Testo estratto:
Oltre a ciò è direttore medico della Fondazione nazionale per le Malattie Infettive e ha collaborato con i centri per la verifica delle malattie e la prevenzione, Cdc.

Negli Stati uniti il suo volto e il suo nome sono conosciuti in quanto il New York Times e la Cnn si avvalgono spesso delle sue opinioni; a causa della pandemia, come è accaduto ad altri esperti suoi colleghi, Schaffner è diventato un volto pubblico.

«Di natura sono un ottimista – dice – ma in questo periodo storico tengo a bada questa parte del mio carattere».

Cosa vede nel futuro dell’umanità?

Il futuro riguardo il Covid-19 è paragonabile a quello di una lunga maratona. Che nessuno si aspetti che questo virus sparisca con l’estate. Probabilmente si appiattirà la curva e l’infezione si ridurrà, così come capita con l’influenza, ma non avverrà drasticamente come accade con l’influenza. Con l’arrivo dei primi freddi e del l’autunno, poi, temo che ci ritroveremo a combattere su due fronti: l’influenza e il Covid-19. Come si suol dire, ormai, non sarà uno sprint.

William Schaffner

 

In molti Stati si parla sempre più di riapertura e di fine delle misure restrittive; quali sono per lei le migliori misure di contenimento per una eventuale riapertura?

Righe elencate:
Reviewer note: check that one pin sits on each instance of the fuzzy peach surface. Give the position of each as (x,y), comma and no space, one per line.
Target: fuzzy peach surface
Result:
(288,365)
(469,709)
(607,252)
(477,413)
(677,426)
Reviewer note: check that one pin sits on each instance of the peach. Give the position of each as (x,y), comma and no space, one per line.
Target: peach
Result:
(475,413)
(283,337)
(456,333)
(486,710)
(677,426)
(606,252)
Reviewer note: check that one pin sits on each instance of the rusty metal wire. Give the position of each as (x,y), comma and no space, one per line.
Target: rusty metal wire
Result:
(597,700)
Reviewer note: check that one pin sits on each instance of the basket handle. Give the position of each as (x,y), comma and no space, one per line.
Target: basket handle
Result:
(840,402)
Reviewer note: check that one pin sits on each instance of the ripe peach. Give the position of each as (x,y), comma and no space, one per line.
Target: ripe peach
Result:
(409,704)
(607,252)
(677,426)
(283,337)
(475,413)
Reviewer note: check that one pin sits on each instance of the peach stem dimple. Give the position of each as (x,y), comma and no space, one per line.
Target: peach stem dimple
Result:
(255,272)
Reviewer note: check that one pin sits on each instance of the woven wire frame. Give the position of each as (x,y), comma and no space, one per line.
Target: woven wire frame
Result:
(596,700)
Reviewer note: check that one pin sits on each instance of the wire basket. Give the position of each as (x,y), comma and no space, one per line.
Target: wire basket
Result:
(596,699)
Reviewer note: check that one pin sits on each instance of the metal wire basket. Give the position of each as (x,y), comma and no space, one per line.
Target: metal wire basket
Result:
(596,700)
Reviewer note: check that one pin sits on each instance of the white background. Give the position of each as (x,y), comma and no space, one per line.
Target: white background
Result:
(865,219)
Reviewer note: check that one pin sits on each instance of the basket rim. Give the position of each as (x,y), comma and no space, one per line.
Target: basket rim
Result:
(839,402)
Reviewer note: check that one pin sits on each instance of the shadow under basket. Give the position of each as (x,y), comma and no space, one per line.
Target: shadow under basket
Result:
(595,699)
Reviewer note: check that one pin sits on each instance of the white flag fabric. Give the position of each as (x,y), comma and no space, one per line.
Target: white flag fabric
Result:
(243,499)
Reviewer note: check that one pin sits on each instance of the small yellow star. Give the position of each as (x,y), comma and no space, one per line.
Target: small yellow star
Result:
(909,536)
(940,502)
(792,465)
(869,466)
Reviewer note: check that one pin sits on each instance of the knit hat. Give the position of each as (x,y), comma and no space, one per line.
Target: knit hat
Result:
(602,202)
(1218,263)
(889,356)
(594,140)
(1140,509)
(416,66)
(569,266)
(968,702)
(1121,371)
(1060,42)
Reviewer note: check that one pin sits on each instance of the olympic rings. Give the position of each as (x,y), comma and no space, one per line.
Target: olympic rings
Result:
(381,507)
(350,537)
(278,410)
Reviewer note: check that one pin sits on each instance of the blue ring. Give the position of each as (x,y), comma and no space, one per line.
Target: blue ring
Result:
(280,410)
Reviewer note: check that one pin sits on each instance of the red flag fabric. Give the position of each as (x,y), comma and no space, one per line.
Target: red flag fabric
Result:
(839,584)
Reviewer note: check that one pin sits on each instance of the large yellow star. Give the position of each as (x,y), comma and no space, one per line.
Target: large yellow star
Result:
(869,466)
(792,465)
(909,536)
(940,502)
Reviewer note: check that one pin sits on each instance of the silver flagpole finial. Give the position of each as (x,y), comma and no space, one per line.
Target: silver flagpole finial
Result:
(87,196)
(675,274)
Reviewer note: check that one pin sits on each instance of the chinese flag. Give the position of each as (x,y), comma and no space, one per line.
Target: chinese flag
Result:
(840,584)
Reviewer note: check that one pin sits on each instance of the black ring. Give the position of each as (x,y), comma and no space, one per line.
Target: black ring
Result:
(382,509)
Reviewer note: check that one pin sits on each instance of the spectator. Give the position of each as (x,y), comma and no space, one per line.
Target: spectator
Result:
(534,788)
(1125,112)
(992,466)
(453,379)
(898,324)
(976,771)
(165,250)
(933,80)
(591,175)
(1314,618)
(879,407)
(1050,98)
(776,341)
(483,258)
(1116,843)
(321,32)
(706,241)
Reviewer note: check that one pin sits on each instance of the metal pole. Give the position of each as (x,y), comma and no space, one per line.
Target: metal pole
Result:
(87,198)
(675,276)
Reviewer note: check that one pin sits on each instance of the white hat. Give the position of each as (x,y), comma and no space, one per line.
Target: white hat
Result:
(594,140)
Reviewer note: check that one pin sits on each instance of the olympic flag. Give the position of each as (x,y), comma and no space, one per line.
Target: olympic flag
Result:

Consegna A: Secondo il testo dell'intervista sul Covid-19, quali testate statunitensi si avvalgono spesso delle opinioni di William Schaffner?
Consegna B: Prosegui l'intervista sul Covid-19 a partire dall'ultima frase riportata.
Le righe sono materiale a sé, distinto dal testo.

Risposta A: Il New York Times e la Cnn.

Risposta B:
Ci sono molte difficoltà in questo processo. Per ragioni economiche, sociali, culturali, non possiamo restare chiusi troppo a lungo. Penso che riaprire sia un cammino da equilibrista su una corda sottile, cercando di non cadere. Non ci si può sbilanciare troppo né da una parte né dall’altra perché in gioco ci sono società intere e vite umane. E non si può andare troppo fretta. Bisognerà andare per fasi, ogni volta affrontando una nuova fase di riapertura in modo estremamente cauto e dando a questa fase il tempo di assestarsi. Alcuni Stati stanno andando troppo velocemente, e una volta che riapriranno le attività economiche rivedremo concentrazioni di persone, sia grandi che piccole; sono esattamente le circostanze in cui si trasmette il virus. Gli Stati rurali dove ora l’emergenza è minore, vorranno andare più velocemente rispetto a quelli urbani e dovremo osservarli con molta attenzione. Non esiste al momento la possibilità di essere completamente al sicuro, ma bisogna cercare la strada per essere almeno un po’ protetti mentre riapriamo le nostre società.

Ma in attesa di un vaccino possiamo sperare almeno nelle terapie?

È un sogno che condivido. Sì, ci saranno più terapie valide in modo documentato, sono già in corso molti studi, riguardo diversi farmaci ed è possibile che avremo delle risposte su come e in che misura queste terapie funzionino contro il virus. Dobbiamo aspettare. Credo che in due mesi avremo alcuni risultati che ci aiuteranno a trattare i pazienti; sarà un grande aiuto. Per un vaccino invece ci vorrà più tempo. I nostri colleghi britannici dicono settembre/ottobre, auguro loro ogni bene ma non sono ottimista fino a questo punto. Anzi sono molto scettico.

Pare che politica e mondo scientifico siano inconciliabili al momento. C’è modo di superare questo impasse?

Vorrei che la leadership politica lavorasse meglio col mondo scientifico. Sin dall’inizio negli Usa la comunicazione sul Covid-19 non è stata chiara, o continuativa. Io consiglio sempre di ascoltare gli scienziati, gli esperti di salute pubblica, in quanto non hanno un retropensiero politico e cercano solo di fare del loro meglio in questa situazione così difficile.

A questo stadio della lotta al Covid-19 qual è il maggior problema negli Usa?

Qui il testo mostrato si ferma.